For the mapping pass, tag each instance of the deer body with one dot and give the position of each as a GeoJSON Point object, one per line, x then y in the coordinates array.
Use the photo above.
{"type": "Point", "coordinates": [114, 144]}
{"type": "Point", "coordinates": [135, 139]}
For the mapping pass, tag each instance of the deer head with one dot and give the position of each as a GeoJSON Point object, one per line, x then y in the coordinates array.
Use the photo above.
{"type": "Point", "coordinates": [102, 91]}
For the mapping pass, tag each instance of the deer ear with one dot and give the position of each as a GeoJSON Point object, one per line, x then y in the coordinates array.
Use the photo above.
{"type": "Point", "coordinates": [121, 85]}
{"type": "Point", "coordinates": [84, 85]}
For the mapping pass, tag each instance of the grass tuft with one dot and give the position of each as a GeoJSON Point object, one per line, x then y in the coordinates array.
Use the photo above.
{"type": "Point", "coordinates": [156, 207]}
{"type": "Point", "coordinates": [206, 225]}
---
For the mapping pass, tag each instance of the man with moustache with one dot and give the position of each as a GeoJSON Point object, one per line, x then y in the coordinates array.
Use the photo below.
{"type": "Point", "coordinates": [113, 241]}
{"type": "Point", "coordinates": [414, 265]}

* **Written request**:
Identify every line in the records above that contains the word "deer", and copy each of those lines.

* **Output of the exercise**:
For the mapping pass, tag each instance of the deer body with one dot and give the position of each as a GeoJSON Point object, one per line, x then y in the coordinates array.
For the mapping pass, tag each instance of the deer head with one dot and give the position of each as a GeoJSON Point object, one per line, x then y in the coordinates array.
For the mapping pass, tag each instance of the deer ear with one dot and give the position of each as a GeoJSON Point object, one per line, x then y in the coordinates array.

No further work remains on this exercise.